● **What you are asked to do**
Every line below that holds the word "each" must be listed.
Segment Start: Extracted records
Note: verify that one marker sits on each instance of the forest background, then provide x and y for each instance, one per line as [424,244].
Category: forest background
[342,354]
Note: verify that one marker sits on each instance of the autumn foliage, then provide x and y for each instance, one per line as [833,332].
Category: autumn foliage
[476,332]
Segment End: Extracted records
● **Solution below**
Note: verify that one marker sits on each instance of the forest background, then provide x and y for each instance, one per line as [424,244].
Note: verify that one marker sits on each instance of the autumn foliage, then provide x and y for each instance, one per line as [833,332].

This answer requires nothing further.